+++ Texto proporcionado +++

El cura y los mandarines es una historia de las magras élites culturales españolas entre 1962 y 1996, entre la constatación de que no había alternativa a Franco vivo (Asturias, Grimau y el fracaso de Múnich) y la salida de Felipe González de La Moncloa. Por lo que explica el propio Morán, buena parte de la producción cultural en el franquismo no llegaba al gran público y su misión aquí es alumbrar, con más resignación que épica, aquella catacumba espiritual, las dificultades y los riesgos que entrañaba llegar más allá de la árida oferta oficial. Aunque sólo sirviera para tener una idea más completa de lo que pasó, quizás sí se echan en falta más referencias a la “cultura popular” de la época, en un país uniformado por un canal único de televisión, un único servicio informativo para todas las radios y un único periódico los lunes; un país en el que El gran dictador se estrenó con 35 años de retraso.
El relato tiene dos vertientes: la política y la cultural. La política se aparta de la versión oficial de la historia reciente. Los que hicimos la EGB no solíamos llegar al siglo XX español; por falta de tiempo, decían. Así pues, de los años del franquismo, Morán nos hace el favor de recordarnos hechos como la suspensión de la libertad de residencia a raíz del contubernio de Múnich, eventos como los Congresos Nacionales de Moralidad en Playas y Piscinas, o el delirante año 1964, el de la renovación totalitaria del régimen, la celebración de los “XXV años de paz” en Barcelona, la euforia petrolífera en Burgos y el gol de Marcelino.
En el murmullo que ha rodeado a este libro, uno de los puntos salientes es su crítica radical de la Transición. Tal como la cuenta, sus protagonistas pueden clasificarse entre los que fracasaron, como Manuel Sacristán, y los perplejos, como Max Aub –ambos merecen sendos capítulos–; los que tuvieron que emigrar y no les fue mal, como López Aranguren; los inclasificables, como Jorge Semprún o José Hierro; y los que remaron a favor de corriente y después han hecho como si nada. Si la Transición colectiva es la resultante de las diversas transiciones individuales, sume y juzgue usted mismo. Como dice el propio Morán, «que unos hayan puesto más o menos en sordina esa parte de su biografía tiene sus motivos; que nosotros hagamos lo mismo, carece de todo sentido que no sea la candidez».
De esa historia cultural, lo literario se lleva una generosa porción de texto, no sólo por sí mismo sino como transmisor de ideas. A los lectores de La espiral les interesará la crítica feroz al concepto de Generación (del 98, del 27) y la avalancha de referencias literarias que trae el libro, en la que se encuentran joyitas como La verdadera historia de la muerte de Francisco Franco de Max Aub (1960), el cuento que protagoniza el camarero de mi primer párrafo. A pesar de las diferencias entre el franquismo y la democracia, la relación del mundo literario con el poder –con sus elementos rebeldes aquí y allá– muestra rasgos de continuidad que no mejoran necesariamente con el paso de los años. La presencia de Jesús Polanco en los orígenes de las editoriales Santillana y Taurus –Aguirre una vez más– y años después en PRISA, es un buen ejemplo de ello. Como nodo de cultura y poder, el diario El País se lleva un capítulo entero, del que llaman la atención, ocultos tras la posterior pátina socialdemócrata, sus orígenes a la derecha del espectro político, con Ricardo de la Cierva como principal columnista y un accionariado que incluía a Serrano Suñer.

+++ Listado extraído +++

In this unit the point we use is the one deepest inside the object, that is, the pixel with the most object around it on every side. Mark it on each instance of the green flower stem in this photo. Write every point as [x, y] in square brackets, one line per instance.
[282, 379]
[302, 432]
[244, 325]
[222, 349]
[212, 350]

+++

Tarea asignada A:
Según el texto, ¿con cuántos años de retraso se estrenó El gran dictador?
Tarea asignada B:
Copia del texto, tal cual, el tramo que va desde «El relato tiene» hasta «gol de Marcelino.».

Respuesta A:
Con 35 años de retraso.

Respuesta B:
El relato tiene dos vertientes: la política y la cultural. La política se aparta de la versión oficial de la historia reciente. Los que hicimos la EGB no solíamos llegar al siglo XX español; por falta de tiempo, decían. Así pues, de los años del franquismo, Morán nos hace el favor de recordarnos hechos como la suspensión de la libertad de residencia a raíz del contubernio de Múnich, eventos como los Congresos Nacionales de Moralidad en Playas y Piscinas, o el delirante año 1964, el de la renovación totalitaria del régimen, la celebración de los “XXV años de paz” en Barcelona, la euforia petrolífera en Burgos y el gol de Marcelino.